◆ **Selected passage**:
- - - - -

To calculate averages for the three variables, we need to group the class sise data by a variable that uniquely identifies each high school. We saw earlier that DBN is a key in the AP and SAT datasets. In the class size data, DBN can be created from the CSD and SCHOOL CODE variables. Thus, we can group the class size data by CSD, SCHOOL CODE and SCHOOL NAME to calculate averages for smallest class size, largest class size, and average class size.

class_size <- class_size %>% 
    group_by(CSD, `SCHOOL CODE`, `SCHOOL NAME`) %>%
    summarize(avg_class_size = mean(`AVERAGE CLASS SIZE`),
              avg_largest_class = mean(`SIZE OF LARGEST CLASS`),
              avg_smallest_class = mean(`SIZE OF SMALLEST CLASS`))

Let’s add a DBN variable to the class size dataframe which we can use as a key to join other dataframes.

class_size <- class_size %>%
  mutate(DBN = str_c(CSD, `SCHOOL CODE`, sep = "")) %>%
  mutate(DBN = str_pad(DBN, width = 6, side = 'left', pad = "0"))

#reorder columns and drop CSD and `SCHOOL CODE` variables
class_size <- class_size[c(7,3,4,5,6)]

head(class_size)

Cleaning Graduation Data

The graduation data contains graduation details of schools including percentages of students who graduated or dropped out of school.

head(graduation, 10)

Graduation data for cohorts 2001 through 2006 are contained in the graduation dataset. Since none of the other datasets contains school data between 2001 and 2005, we will filter the graduation dataset to retain data for 2006. To understand students’ academic success, the most relevant variables are probably the ones that have to do with whether students successfully graduate or if they drop out: Total Grads - % of cohort and Dropped Out - % of cohort. These variables are thus retained.

graduation <- graduation %>% 
    filter (Demographic == "Total Cohort" & Cohort == "2006") %>%
    select (DBN, `School Name`, `Total Grads - % of cohort`, `Dropped Out - % of cohort`) 

head(graduation)

The percentage values in the Total Grads - % of cohort and Dropped Out - % of cohort are formatted as character strings. Let’s extract the numeric portion using the parse_number() function.

graduation <- graduation %>%
    mutate_at(vars(`Total Grads - % of cohort` : `Dropped Out - % of cohort`), parse_number)

head(graduation)

Cleaning Demographics Data

The demographics dataset includes demographics of students in NYC.

head(demographics, 10)

Data on students’ demographics from 2006 through 2012 are contained in the dataset. For now, we will retain the data for all years since the other datasets together also have data between 2006 and 2012.We will select demographics data for a particular year when combining the demographics datat with other datasets for analysis later on.

We can see that demographics for students other than high school students are included the data. We need to filter the data to select rows pertaining to high schools. Since grades 9 through 12 represent high schools, selecting rows where values of grade9 are not missing will fetch high schools’ data.

For our analysis, we will retain variables that provide information about percentages of students of different races and sexes as well as variables that provide information about the percentage of students in programs that can indicate socioeconomic conditions of students.

Let’s implement these changes.

demographics <- demographics %>% 
    filter (grade9 != "NA") %>%
    select (DBN, schoolyear, frl_percent, total_enrollment, ell_percent, sped_percent, asian_per, black_per, hispanic_per, white_per, male_per)

head(demographics)

- - - - -

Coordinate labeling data
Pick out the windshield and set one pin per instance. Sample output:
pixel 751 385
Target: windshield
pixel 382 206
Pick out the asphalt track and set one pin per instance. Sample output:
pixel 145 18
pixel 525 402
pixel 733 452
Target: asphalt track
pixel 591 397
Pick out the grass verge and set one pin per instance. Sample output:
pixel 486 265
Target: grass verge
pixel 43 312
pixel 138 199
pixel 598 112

- - - - -

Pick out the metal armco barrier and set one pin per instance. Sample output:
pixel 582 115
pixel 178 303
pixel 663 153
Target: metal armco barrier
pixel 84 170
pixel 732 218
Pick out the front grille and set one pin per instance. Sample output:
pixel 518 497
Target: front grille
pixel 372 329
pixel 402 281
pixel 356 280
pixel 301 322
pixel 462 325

- - - - -

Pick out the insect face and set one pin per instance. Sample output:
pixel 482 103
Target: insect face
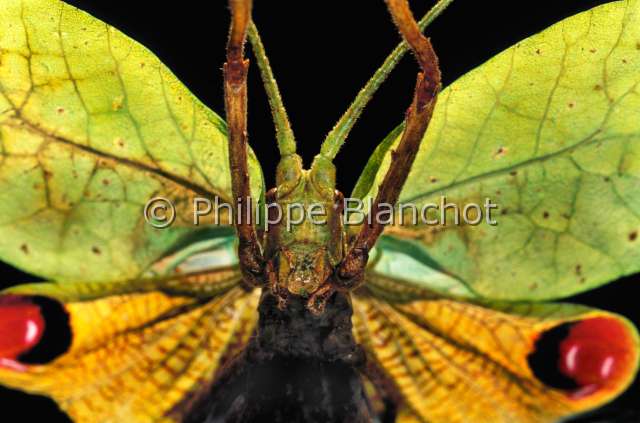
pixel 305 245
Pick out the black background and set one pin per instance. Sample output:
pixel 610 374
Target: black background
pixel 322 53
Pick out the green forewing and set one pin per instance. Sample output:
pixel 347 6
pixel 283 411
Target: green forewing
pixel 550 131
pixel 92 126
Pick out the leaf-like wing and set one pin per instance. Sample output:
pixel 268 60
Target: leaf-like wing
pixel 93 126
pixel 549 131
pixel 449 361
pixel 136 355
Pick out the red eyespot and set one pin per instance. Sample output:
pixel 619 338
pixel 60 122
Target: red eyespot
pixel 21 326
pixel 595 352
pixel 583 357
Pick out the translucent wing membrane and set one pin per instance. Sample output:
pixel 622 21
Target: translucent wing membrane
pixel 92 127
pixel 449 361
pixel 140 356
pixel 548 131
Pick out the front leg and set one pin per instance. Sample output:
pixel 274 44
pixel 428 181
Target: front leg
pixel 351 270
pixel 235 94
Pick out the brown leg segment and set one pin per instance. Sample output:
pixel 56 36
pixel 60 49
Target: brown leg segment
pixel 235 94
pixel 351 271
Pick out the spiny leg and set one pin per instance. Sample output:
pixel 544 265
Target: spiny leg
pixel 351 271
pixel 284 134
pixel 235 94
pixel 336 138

- - - - -

◆ **Work to complete**:
1. Using the data-cleaning walkthrough, determine whether each statement agrees with it: (a) the graduation dataset is filtered to keep only the 2006 cohort; (b) the demographics data is narrowed to a single year at this stage; (c) the percentage values in the graduation columns are stored as character strings. For each statement, answer yes or no and quote the words of the walkthrough that decide it.
2. Proceed with the data-cleaning walkthrough, starting from the point at which it stops.

◆ **Outputs for the tasks**:
1.
(a) Yes: "we will filter the graduation dataset to retain data for 2006."
(b) No: "For now, we will retain the data for all years since the other datasets together also have data between 2006 and 2012."
(c) Yes: "The percentage values in the Total Grads - % of cohort and Dropped Out - % of cohort are formatted as character strings."

2.
Cleaning High School Directory Data

The directory data contains location information including GPS coordinates which can be useful when we want to look at patterns based on school locations. These coordinates are buried within character strings contained in the Location 1 variable.

head(hs_directory)

Let’s simplify the directory data to retain the boro and Location 1 columns in addition to columns identifying each school.

hs_directory <- hs_directory %>%
    rename (DBN = dbn, Borough=boro) %>%
    select (DBN, school_name, Borough, `Location 1`)

head(hs_directory)

Let’s isolate the latitude and longitude data, of each school contained in the Location 1 variable. We can use this information in visualizing spatial trends in the future. The latitude values are those that begin with "40" and the longitude values are those that begin with "-73".

#Create a new hs_directory dataframe adding a new variable, lat_long, which contains the #coordinates extracted from `Location 1` column.

lat_long <- str_split(hs_directory$`Location 1`, "\n", simplify=TRUE)

hs_directory <- hs_directory %>% mutate (lat_long = lat_long[,3])

#Create lat and long variables from lat_long and add them to the hs_directory dataframe.
split_location <- str_split(hs_directory$lat_long, ",", simplify=TRUE)

hs_directory <- hs_directory %>%
    mutate(lat = split_location[,1], long = split_location[,2])

#Remove the opening and closing parentheses from lat and long cols. 
lat_clean <- str_sub(hs_directory$lat, 2, -1)
long_clean <- str_sub(hs_directory$long, 1, -2)

#Convert the data type of the lat and long variables from character to numeric.
hs_directory <- hs_directory %>%
    mutate(lat = lat_clean, long = long_clean) %>%
    mutate_at(vars(lat : long), as.numeric) %>%
    select(-`Location 1`)

head(hs_directory, 10)

Exploratory Data Analysis (EDA)

So far we have done initial cleaning of each dataset separately. It is time to combine the datasets and perform some exploratory analyses to understand demographic disparities in students’ academic performance. We will continue data cleaning as part of the analysis, this time focusing on reshaping data, checking for duplicates and addressing missing values as appropriate.

Grades and grade point average(GPA) are the most commonly used measure of academic performance/success in educational research. Thus, variables in our datasets such as SAT scores and graduation rate can be used as a measure of academic success. We will begin our analysis by exploring the relationship between demographic factors and SAT scores.

Relationship Between Demographics and SAT Scores

Selecting Relevant Data

We will use the SAT data which has 2012 SAT scores.
Since we have 2012 SAT scores, we need demographics data for 2012.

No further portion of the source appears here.